• Instructions
A. In the travel passage, between which hours each weekday do the flowers stream in and out of the Aalsmeer Flower Auction?
B. Identify every line in the listing that contains the string "building". Case counts.

• Source passage
####################

The following day, we got to see where all their tulips were headed: the Aalsmeer Flower Auction, the world’s largest flower auction. Holland produces more than nine billion flower bulbs annually, and throughout the country more than 23,000 acres of land are dedicated to greenhouse production. Housed in a structure the size of nine football fields covering over 160 acres, the Aalsmeer Flower Auction processes more than 19 million fresh flowers, streaming in and out every weekday between 6AM and 9AM, in computerized transactions with buyers from all over the world making deals at the speed of lightning. 

aalsmeer auction's nerve center in action

 

The action takes place in an auditorium-style nerve center, surrounded by soundproof glass, with a giant computer on one wall, showing every detail of the current transaction, and a huge clock ticking constantly on another. The people sitting at the computers are connected by phone and/or internet with the bidders who have seconds to decide whether and what to bid, with the price going down as the clock continues ticking. When the brokers hear the decision to purchase, they press the required button (linked to the main computer) to close the deal, and up comes the data for the next offering. The first broker to press the required button becomes the buyer, and the clock stops ticking until the next offering comes up. Voila! The chart below will give you an idea of what the bidding brokers are looking at on the wall screen.

aalsmeer auction warehouse

It is absolutely mind-boggling to watch. Visitors walk around the whole perimeter of the cavernous structure, from a catwalk about 20’ up, overlooking the frenzy of activity down below. The flowers are moved in crates and stacked on motorized carts, which, driven by men in orange uniforms, zig-zag around without ever colliding (a miracle in itself), to act upon the transaction just completed. From up above, the whole orchestrated dance looks like a ballet in an anthill. Quite an experience!

 Trivia: Bikers are not required to wear helmets, nor are motorcyclists. They don’t seem any worse for it, even if this is a country where bicycles are the main source of transportation, with bikes parked literally everywhere.

arch on bridges on the Amstel river, amsterdam

 

 Back in Amsterdam, we were treated to a boat ride on its river, the Amstel (thus the city’s name), and through its famous maze of canals. The many bridges, shady streets bordering the canals, and different architectures, were perfect targets for my hungry camera. We noticed again the hooks, present near the roof in all buildings, used to attach the pulleys needed to bring up the furniture which, in those days, had to be moved in and out from the outside due to narrow stairs and the lack of elevators. As well as the step-like gables so characteristic of Dutch architecture.

####################

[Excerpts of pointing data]

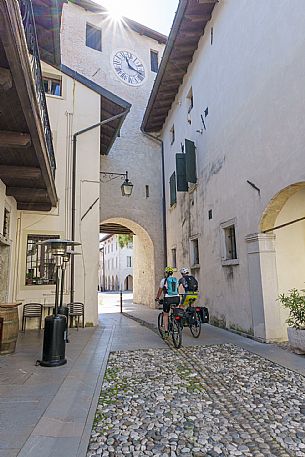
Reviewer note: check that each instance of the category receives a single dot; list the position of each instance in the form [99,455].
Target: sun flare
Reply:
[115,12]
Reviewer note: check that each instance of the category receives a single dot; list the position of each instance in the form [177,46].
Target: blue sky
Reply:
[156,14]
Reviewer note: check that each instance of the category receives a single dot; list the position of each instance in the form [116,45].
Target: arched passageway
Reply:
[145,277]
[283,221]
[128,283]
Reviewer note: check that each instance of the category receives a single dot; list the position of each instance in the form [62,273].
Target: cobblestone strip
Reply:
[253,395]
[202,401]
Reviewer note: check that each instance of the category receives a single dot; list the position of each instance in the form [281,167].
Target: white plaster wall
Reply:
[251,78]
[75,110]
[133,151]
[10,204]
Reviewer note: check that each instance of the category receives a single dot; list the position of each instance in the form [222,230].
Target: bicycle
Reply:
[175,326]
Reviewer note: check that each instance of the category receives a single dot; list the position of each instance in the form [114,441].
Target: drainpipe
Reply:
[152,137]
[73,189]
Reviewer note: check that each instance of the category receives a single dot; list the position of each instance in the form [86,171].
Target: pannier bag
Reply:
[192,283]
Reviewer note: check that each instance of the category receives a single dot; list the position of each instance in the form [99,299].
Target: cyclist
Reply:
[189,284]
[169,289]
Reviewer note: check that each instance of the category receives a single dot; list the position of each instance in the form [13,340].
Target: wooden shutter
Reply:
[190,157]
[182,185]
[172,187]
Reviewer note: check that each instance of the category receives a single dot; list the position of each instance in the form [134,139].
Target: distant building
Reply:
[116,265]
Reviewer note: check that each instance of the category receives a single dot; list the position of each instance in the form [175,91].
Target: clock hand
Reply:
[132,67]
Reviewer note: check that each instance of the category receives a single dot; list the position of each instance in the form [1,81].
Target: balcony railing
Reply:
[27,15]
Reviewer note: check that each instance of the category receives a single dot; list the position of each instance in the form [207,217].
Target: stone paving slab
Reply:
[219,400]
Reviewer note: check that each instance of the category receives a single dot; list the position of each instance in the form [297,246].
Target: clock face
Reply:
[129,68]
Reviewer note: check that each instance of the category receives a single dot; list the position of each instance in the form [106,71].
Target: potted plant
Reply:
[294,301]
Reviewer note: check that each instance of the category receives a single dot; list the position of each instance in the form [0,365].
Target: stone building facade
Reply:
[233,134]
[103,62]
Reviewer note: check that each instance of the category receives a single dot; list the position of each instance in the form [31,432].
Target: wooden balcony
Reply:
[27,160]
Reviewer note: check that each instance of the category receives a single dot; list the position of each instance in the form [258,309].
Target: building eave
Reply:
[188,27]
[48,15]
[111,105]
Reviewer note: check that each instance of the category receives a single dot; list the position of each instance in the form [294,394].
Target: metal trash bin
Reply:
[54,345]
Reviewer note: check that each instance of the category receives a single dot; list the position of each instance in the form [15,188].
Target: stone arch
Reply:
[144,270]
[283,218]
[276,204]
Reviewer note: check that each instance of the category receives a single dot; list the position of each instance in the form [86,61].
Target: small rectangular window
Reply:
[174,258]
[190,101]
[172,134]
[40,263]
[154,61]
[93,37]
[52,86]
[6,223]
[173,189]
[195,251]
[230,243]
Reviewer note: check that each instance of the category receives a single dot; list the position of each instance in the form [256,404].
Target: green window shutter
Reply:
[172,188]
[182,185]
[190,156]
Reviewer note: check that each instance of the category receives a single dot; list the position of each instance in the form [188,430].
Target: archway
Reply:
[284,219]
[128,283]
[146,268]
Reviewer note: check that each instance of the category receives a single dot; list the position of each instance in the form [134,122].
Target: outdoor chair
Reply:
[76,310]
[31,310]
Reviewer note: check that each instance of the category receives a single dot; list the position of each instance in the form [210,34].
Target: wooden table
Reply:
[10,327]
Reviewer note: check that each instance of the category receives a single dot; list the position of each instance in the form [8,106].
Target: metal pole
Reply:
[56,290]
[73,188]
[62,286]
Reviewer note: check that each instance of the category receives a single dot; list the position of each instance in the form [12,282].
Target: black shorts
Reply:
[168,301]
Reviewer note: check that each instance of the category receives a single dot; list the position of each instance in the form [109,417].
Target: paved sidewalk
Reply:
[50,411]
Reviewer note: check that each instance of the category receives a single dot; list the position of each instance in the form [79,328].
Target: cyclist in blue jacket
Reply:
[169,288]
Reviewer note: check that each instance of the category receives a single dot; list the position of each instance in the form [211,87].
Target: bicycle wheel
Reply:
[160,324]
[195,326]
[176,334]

####################

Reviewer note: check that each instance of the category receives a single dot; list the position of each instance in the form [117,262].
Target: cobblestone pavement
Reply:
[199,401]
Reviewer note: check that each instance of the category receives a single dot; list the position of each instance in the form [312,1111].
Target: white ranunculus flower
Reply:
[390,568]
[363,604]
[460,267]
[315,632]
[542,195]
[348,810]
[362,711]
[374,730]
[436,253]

####################

• Expected answers
A. Between 6AM and 9AM.

B.
Target: distant building
Target: stone building facade
Target: building eave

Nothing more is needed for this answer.